> _WORK INSTRUCTIONS_:
Show every line of the records that holds the word "face".

> _PROVIDED RECORDS_:
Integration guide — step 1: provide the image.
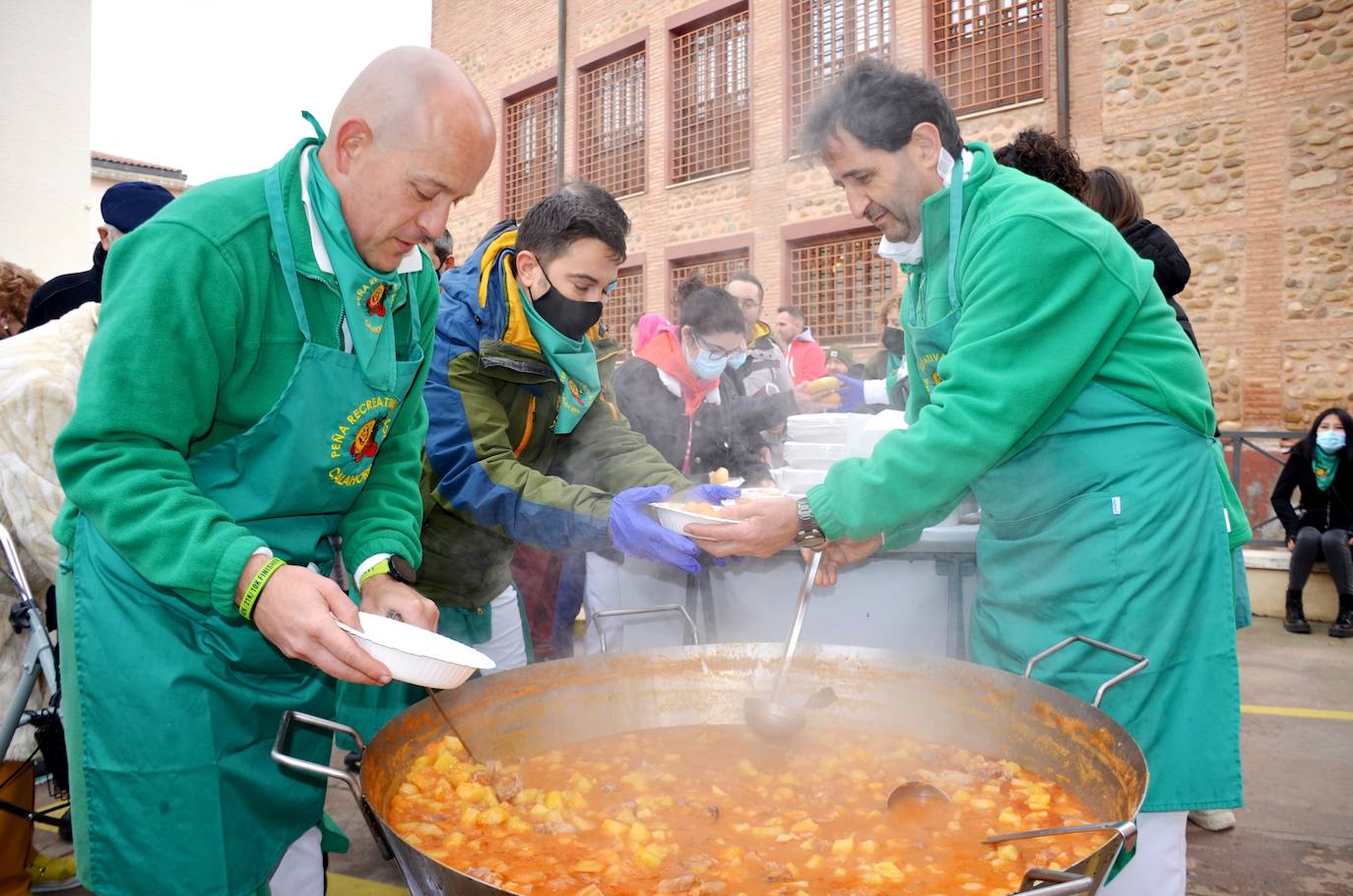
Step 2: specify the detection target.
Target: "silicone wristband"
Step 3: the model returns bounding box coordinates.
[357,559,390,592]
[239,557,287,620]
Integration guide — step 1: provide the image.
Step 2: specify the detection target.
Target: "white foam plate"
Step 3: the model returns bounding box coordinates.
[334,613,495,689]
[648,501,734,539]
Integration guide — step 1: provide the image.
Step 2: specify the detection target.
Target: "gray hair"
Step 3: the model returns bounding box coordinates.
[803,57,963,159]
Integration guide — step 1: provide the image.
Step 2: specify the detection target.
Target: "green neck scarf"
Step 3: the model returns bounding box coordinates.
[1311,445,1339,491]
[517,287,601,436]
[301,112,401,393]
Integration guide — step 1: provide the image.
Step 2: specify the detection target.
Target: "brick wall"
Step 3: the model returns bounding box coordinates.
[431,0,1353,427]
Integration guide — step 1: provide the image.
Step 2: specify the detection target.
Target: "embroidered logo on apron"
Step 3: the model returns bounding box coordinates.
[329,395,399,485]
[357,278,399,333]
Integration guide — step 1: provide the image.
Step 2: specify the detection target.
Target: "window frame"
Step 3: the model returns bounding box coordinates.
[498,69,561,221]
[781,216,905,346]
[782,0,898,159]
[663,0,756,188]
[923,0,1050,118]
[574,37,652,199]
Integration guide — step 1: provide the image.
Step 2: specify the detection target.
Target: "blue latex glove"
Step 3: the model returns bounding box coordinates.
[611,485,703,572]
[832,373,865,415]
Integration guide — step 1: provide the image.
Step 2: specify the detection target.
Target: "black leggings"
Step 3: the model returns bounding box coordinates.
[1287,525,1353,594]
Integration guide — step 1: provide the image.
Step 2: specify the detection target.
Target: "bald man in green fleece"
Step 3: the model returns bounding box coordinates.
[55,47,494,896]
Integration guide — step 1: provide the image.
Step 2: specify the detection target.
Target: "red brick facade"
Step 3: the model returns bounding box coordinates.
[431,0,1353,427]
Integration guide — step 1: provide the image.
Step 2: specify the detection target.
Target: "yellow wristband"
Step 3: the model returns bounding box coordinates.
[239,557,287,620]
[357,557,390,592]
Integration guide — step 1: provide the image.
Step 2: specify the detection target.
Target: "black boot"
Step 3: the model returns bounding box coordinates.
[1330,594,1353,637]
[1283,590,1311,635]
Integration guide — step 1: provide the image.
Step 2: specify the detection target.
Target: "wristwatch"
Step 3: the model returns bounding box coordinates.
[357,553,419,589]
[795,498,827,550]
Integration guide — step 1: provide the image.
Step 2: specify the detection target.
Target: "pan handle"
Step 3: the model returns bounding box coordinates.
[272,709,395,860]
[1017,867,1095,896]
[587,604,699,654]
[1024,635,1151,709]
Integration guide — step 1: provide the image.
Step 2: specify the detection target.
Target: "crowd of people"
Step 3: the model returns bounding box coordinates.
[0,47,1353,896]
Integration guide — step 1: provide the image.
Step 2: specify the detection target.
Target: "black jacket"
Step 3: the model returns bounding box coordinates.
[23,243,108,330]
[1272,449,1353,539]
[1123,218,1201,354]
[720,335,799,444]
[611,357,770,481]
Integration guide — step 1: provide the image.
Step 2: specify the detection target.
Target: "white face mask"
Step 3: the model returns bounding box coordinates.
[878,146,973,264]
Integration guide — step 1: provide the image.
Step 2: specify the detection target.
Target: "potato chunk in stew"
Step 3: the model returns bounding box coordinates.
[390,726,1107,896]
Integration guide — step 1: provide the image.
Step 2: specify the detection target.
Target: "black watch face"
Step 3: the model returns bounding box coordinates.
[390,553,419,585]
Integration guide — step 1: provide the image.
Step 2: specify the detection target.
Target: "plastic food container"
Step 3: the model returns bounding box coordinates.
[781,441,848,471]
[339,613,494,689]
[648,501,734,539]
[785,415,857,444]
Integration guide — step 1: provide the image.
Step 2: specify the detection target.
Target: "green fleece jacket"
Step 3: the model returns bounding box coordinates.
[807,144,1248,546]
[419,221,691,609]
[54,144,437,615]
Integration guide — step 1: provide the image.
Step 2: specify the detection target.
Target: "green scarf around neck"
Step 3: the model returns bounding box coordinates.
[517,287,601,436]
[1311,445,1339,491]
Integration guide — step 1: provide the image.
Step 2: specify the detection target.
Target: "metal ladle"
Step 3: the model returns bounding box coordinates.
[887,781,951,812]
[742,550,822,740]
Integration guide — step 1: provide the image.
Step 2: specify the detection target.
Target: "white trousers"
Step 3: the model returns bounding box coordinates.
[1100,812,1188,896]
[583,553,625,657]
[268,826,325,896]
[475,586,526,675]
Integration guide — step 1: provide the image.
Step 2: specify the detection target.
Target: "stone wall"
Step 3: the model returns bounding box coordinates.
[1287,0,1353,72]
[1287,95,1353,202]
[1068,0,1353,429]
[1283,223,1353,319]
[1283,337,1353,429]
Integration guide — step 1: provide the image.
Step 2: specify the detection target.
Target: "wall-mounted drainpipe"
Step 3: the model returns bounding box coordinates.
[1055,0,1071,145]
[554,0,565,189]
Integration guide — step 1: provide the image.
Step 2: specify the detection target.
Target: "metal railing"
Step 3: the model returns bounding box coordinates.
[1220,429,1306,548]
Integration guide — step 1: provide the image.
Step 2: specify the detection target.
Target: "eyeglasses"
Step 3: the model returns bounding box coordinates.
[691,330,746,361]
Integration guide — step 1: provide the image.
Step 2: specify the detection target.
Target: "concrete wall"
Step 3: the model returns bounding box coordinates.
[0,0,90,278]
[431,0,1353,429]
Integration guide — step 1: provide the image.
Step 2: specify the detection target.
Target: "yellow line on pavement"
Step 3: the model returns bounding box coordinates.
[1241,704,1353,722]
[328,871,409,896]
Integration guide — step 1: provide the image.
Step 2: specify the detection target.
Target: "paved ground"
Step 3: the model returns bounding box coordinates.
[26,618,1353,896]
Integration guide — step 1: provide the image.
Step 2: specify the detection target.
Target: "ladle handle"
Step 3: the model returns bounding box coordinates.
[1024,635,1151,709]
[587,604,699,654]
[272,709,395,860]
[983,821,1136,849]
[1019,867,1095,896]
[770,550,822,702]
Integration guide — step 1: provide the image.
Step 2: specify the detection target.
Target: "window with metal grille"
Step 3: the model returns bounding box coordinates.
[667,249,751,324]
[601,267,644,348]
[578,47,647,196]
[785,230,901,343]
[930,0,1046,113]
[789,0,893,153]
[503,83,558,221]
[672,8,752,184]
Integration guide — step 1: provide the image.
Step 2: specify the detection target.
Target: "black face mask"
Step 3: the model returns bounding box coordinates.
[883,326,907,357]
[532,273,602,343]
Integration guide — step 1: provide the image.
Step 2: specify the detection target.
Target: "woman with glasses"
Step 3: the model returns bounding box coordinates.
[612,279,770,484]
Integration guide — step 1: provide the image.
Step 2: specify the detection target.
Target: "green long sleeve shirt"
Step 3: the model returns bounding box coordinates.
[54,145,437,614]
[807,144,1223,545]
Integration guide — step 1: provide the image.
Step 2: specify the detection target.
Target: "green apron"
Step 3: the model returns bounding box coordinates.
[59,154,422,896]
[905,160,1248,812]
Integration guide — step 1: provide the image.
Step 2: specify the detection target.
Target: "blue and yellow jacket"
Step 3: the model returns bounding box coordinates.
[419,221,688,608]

> _RESPONSE_:
Target: "white face mask"
Target: "black watch face"
Target: "black face mask"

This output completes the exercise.